Required work - Collect each line in the items below that contains the string "Keypoints".

Dataset entries
>>

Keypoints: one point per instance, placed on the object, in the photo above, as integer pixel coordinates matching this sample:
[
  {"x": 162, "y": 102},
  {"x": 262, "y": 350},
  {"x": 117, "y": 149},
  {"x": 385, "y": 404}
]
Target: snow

<<

Output of the task -
Keypoints: one point per instance, placed on the object, in the photo above, as integer pixel coordinates matching this sample:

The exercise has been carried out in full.